RAW DATA:
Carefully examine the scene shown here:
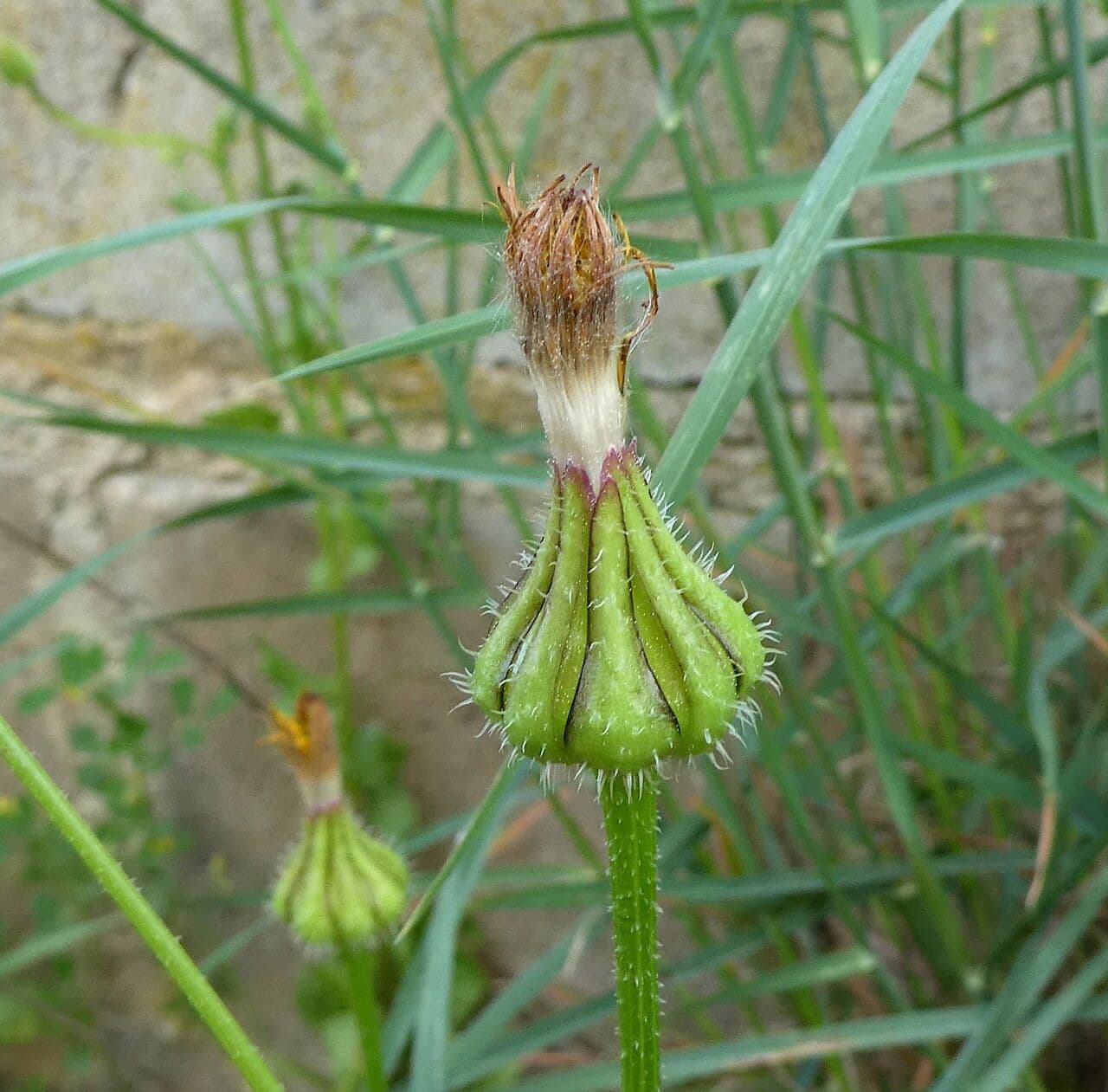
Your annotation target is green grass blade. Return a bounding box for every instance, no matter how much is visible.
[0,197,305,296]
[0,914,123,978]
[0,486,308,644]
[89,0,350,174]
[657,0,961,503]
[146,588,487,624]
[276,304,507,383]
[831,313,1108,520]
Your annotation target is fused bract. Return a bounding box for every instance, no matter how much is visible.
[471,444,765,772]
[470,171,772,775]
[268,694,408,946]
[272,804,408,945]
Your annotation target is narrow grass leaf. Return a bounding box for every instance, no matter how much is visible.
[834,431,1097,554]
[23,414,547,487]
[657,0,961,503]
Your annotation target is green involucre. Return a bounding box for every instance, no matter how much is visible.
[471,447,767,774]
[273,804,408,946]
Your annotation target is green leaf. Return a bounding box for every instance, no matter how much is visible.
[657,0,961,503]
[0,486,309,644]
[0,914,123,978]
[831,310,1108,520]
[13,414,547,487]
[0,197,306,296]
[153,588,486,624]
[201,403,281,432]
[95,0,350,174]
[834,432,1097,554]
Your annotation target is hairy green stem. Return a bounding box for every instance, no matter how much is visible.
[0,717,284,1092]
[339,948,388,1092]
[599,771,661,1092]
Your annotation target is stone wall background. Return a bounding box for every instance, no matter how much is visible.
[0,0,1108,1089]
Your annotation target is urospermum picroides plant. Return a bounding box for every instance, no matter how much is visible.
[468,166,776,1092]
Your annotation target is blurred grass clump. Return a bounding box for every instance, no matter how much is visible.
[0,0,1108,1092]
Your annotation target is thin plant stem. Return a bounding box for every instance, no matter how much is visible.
[0,717,284,1092]
[339,947,388,1092]
[599,771,661,1092]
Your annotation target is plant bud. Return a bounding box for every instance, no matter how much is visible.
[470,171,776,777]
[267,694,408,945]
[0,35,39,87]
[273,804,408,946]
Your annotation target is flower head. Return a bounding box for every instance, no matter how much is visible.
[266,694,408,945]
[470,169,775,776]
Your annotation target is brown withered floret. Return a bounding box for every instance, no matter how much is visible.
[264,694,339,782]
[496,164,658,391]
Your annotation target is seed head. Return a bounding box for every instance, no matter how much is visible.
[265,694,408,945]
[468,167,773,779]
[0,35,39,87]
[496,165,657,484]
[262,694,343,814]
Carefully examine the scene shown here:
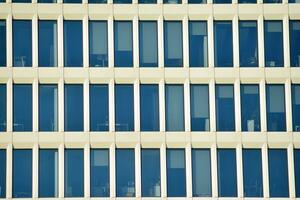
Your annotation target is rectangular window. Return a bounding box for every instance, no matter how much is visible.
[116,149,135,197]
[90,149,109,197]
[141,149,160,197]
[139,21,158,67]
[192,149,211,197]
[38,85,58,131]
[64,20,83,67]
[243,149,263,197]
[64,84,83,131]
[65,149,84,197]
[38,20,57,67]
[12,149,32,198]
[12,20,32,67]
[241,84,260,132]
[140,84,159,131]
[164,21,183,67]
[39,149,58,198]
[13,84,32,132]
[264,20,283,67]
[214,21,233,67]
[114,21,133,67]
[268,149,290,197]
[165,85,184,131]
[89,21,108,67]
[115,84,134,131]
[266,84,286,131]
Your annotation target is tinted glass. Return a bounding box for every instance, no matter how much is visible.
[64,21,83,67]
[12,149,32,198]
[140,84,159,131]
[13,84,32,131]
[90,149,109,197]
[141,149,160,197]
[65,149,84,197]
[39,149,58,197]
[116,149,135,197]
[266,85,286,131]
[139,21,158,67]
[164,21,183,67]
[64,84,83,131]
[12,20,32,67]
[114,21,133,67]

SET EXERCISE: Render every line of the data above as a JSON list of strings, one string per line, with blank lines skipped and the pictures left out.

EXPECTED OUTPUT:
[
  "Carefully examine the scene shown here:",
  "Your annotation target is green grass blade. Return a bounding box for every instance, no matter how much is visible.",
  "[0,197,305,296]",
  "[0,914,123,978]",
  "[0,486,308,644]",
  "[89,0,350,174]",
  "[657,0,961,503]",
  "[146,588,487,624]",
  "[276,304,507,383]",
  "[831,313,1108,520]",
  "Your annotation target is fused bract. Return a bounding box for every instance, no matter how much is visible.",
  "[471,444,765,772]",
  "[470,171,772,775]",
  "[268,694,408,946]",
  "[272,804,408,945]",
  "Your annotation target is narrow grass leaf. Return a bounding box for every instance, no matter how much is visible.",
  "[834,431,1097,554]",
  "[23,414,547,487]",
  "[657,0,961,503]",
  "Your annotation target is green involucre. Return a bounding box for every instance, no matter how much is visible.",
  "[471,447,767,774]",
  "[273,804,408,946]",
  "Your annotation target is green leaf. Return a bounding box for every instance, no matter how much is visible.",
  "[657,0,961,503]",
  "[0,486,309,644]",
  "[0,914,123,978]",
  "[831,310,1108,520]",
  "[13,414,547,487]",
  "[0,197,306,296]",
  "[153,588,486,624]",
  "[201,403,281,432]",
  "[95,0,350,174]",
  "[834,432,1097,554]",
  "Your annotation target is hairy green stem. Return a bounding box for every instance, no matter how much is visible.",
  "[0,717,284,1092]",
  "[339,948,388,1092]",
  "[599,771,661,1092]",
  "Your annotation target is stone wall background. Return a bounding box for every instance, no matter how much is visible.",
  "[0,0,1108,1089]",
  "Your annotation target is urospermum picroides plant. Return a bounding box for every instance, no matter how much is visible.",
  "[468,166,776,1092]",
  "Your annotation target is blurred grass clump. Return a bounding box for every instance, no matter how much is visible.",
  "[0,0,1108,1092]",
  "Your annotation target is thin plant stem. Return a bounding box for every instance, no matter how much is visible.",
  "[0,717,284,1092]",
  "[339,947,388,1092]",
  "[599,771,661,1092]",
  "Your annotation target is plant bud. Return a bounding box for every instance, no matter how much is visible.",
  "[470,171,776,777]",
  "[267,694,408,945]",
  "[0,35,39,87]",
  "[273,804,408,946]",
  "Your annotation target is flower head. Return a bounding box for every instance, no matter how much is visible.",
  "[266,694,408,945]",
  "[470,169,775,776]",
  "Your annotation target is brown withered floret. Return a bounding box for every instance, no matter how much is visible.",
  "[264,694,339,782]",
  "[496,164,658,391]",
  "Your annotation target is seed head. Return a bounding box for every instance, no matter how much is visible.",
  "[265,694,408,945]",
  "[468,167,773,779]",
  "[0,35,39,87]",
  "[496,165,657,484]",
  "[262,694,343,814]",
  "Carefully examine the scene shown here:",
  "Your annotation target is rectangular window. Return a bounding box for every instance, no matter how much is visible.",
  "[116,149,135,197]",
  "[90,149,109,197]",
  "[141,149,160,197]",
  "[139,21,158,67]",
  "[192,149,211,197]",
  "[38,85,58,131]",
  "[64,20,83,67]",
  "[243,149,263,197]",
  "[64,84,83,131]",
  "[65,149,84,197]",
  "[38,20,57,67]",
  "[12,149,32,198]",
  "[12,20,32,67]",
  "[241,84,260,132]",
  "[140,84,159,131]",
  "[164,21,183,67]",
  "[39,149,58,198]",
  "[13,84,32,132]",
  "[264,20,283,67]",
  "[214,21,233,67]",
  "[114,21,133,67]",
  "[268,149,290,197]",
  "[165,85,184,131]",
  "[89,21,108,67]",
  "[115,84,134,131]",
  "[266,84,286,131]",
  "Your annotation target is tinted glass. Return a bounding box for every instance, no matter how much is visible.",
  "[64,21,83,67]",
  "[12,149,32,198]",
  "[140,84,159,131]",
  "[13,84,32,131]",
  "[90,149,109,197]",
  "[141,149,160,197]",
  "[65,149,84,197]",
  "[39,149,58,197]",
  "[116,149,135,197]",
  "[266,85,286,131]",
  "[139,21,158,67]",
  "[164,21,183,67]",
  "[64,84,83,131]",
  "[12,20,32,67]",
  "[114,21,133,67]"
]